----- Extrait du document -----
La lutte contre les viols et agressions sexuelles était pourtant une promesse du général al-Sissi. 500 viols collectifs, en public, ont été recensés en Égypte entre 2011 et 2014. Lors de son accession au pouvoir, al-Sissi avait reconnu l'urgence de ce problème, garanti l'égalité entre hommes et femmes dans la constitution, et condamné plusieurs auteurs.

Mais la FIDH démontre dans un rapport publié ce mardi que depuis l'accession au pouvoir du militaire, les agressions sexuelles sont toujours très nombreuses, et n'ont certes plus lieu sur la place Tahrir, mais dans les commissariats et prisons, où les policiers et militaires violent en toute impunité. Sont tout particulièrement ciblés les opposants politiques, les proches des Frères musulmans et les homosexuels et transsexuels. L'ONG a ainsi documenté de nombreux cas et témoignages, qui montrent que le nombre de viols et d'agressions sexuelles en Égypte reste bien supérieur à la période pré-révolution. « La FIDH a documenté des cas de harcèlement sexuels, de viols, de viols anaux et vaginaux avec des objets lors de "tests de virginité", d'électrocution de parties génitales, ou encore de chantage sexuels perpétrés par la police ou du personnel de l'armée. Ces violences sont utilisées afin d'éliminer toute protestation publique, tout en légitimant les autorités comme garantes de l'ordre morale » dit le rapport.

Les femmes arrêtées subissent quasi-systématiquement des « tests de virginité ». Ils sont parfois répétés, dans le but évident d'humilier les femmes. Lorsqu'un homme est arrêté pour des raisons politiques, par exemple s'il est soupçonné d'appartenir ou d'être proche des Frères musulmans, les forces de l'ordre menacent sa femme de viol. L'agression sexuelle est devenue une arme politique, une torture. Selon la confrérie, il y a 1500 femmes en prison, car elles sont proches des islamistes. Outre les viols, plusieurs d'entre elles auraient subi des avortements forcés, ont été forcées de regarder des vidéos pornographiques ou de laver le sol avec leur corps nu.
-----
* _Travail à faire_: Recopiez le passage de l'extrait sur les violences sexuelles en Égypte qui s'ouvre sur les mots contenant « La lutte contre » et se ferme sur « condamné plusieurs auteurs. ». Le matériel qui suit provient d'une autre source.
----- Matériel présenté -----
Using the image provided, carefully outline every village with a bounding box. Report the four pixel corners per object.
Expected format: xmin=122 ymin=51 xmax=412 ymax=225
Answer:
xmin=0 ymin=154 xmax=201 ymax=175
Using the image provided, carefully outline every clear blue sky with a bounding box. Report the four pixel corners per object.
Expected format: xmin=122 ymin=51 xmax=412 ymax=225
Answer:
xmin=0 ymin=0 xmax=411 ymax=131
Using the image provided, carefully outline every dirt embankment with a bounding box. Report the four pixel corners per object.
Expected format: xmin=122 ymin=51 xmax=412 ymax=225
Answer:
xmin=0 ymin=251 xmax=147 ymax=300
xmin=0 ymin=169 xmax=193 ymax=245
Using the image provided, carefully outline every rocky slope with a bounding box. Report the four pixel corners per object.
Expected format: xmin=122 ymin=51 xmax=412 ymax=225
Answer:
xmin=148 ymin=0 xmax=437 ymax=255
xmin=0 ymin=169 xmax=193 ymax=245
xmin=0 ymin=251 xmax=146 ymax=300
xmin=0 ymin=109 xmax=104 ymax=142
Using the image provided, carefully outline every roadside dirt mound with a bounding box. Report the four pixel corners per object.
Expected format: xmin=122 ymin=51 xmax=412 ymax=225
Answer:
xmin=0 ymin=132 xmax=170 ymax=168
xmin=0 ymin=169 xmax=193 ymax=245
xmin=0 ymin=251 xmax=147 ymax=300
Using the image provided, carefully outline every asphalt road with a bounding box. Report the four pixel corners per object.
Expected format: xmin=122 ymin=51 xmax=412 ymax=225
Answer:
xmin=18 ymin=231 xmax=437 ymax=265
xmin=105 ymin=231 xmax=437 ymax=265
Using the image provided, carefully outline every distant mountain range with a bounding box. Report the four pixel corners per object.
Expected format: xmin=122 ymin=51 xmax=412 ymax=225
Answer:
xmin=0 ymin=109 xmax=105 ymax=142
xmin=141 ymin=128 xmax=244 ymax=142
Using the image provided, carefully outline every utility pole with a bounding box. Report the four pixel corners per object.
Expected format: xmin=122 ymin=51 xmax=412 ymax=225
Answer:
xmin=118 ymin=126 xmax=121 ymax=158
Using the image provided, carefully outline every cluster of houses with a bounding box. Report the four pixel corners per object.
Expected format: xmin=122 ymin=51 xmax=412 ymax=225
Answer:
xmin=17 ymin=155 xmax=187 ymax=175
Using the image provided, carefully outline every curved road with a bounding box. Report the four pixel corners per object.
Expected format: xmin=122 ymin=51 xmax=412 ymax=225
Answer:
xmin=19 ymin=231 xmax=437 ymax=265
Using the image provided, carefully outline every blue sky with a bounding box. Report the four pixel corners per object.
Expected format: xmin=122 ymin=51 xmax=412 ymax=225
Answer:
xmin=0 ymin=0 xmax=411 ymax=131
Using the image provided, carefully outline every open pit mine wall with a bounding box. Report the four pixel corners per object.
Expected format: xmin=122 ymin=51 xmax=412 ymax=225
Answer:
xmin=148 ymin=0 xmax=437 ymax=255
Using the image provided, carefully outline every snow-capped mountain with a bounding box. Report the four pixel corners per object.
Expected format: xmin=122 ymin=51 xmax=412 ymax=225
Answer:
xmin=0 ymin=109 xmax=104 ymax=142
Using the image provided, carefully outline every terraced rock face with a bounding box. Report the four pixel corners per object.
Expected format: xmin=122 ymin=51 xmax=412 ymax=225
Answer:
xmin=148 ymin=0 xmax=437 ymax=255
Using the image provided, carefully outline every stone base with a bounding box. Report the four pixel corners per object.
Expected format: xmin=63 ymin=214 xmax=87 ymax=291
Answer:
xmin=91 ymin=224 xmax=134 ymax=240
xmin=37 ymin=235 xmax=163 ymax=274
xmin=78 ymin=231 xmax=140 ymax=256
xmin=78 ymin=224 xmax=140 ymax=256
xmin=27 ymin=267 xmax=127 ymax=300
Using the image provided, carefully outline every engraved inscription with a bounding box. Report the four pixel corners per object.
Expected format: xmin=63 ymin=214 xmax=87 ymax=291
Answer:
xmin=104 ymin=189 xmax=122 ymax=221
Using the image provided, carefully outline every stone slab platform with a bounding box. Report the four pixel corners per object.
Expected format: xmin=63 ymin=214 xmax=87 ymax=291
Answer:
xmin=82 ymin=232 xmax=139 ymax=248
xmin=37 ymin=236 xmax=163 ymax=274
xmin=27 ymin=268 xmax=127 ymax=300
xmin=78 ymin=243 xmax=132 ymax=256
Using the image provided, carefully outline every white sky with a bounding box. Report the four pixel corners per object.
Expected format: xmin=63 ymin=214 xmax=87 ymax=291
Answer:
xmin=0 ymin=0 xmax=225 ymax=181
-----
* _Résultat final_:
La lutte contre les viols et agressions sexuelles était pourtant une promesse du général al-Sissi. 500 viols collectifs, en public, ont été recensés en Égypte entre 2011 et 2014. Lors de son accession au pouvoir, al-Sissi avait reconnu l'urgence de ce problème, garanti l'égalité entre hommes et femmes dans la constitution, et condamné plusieurs auteurs.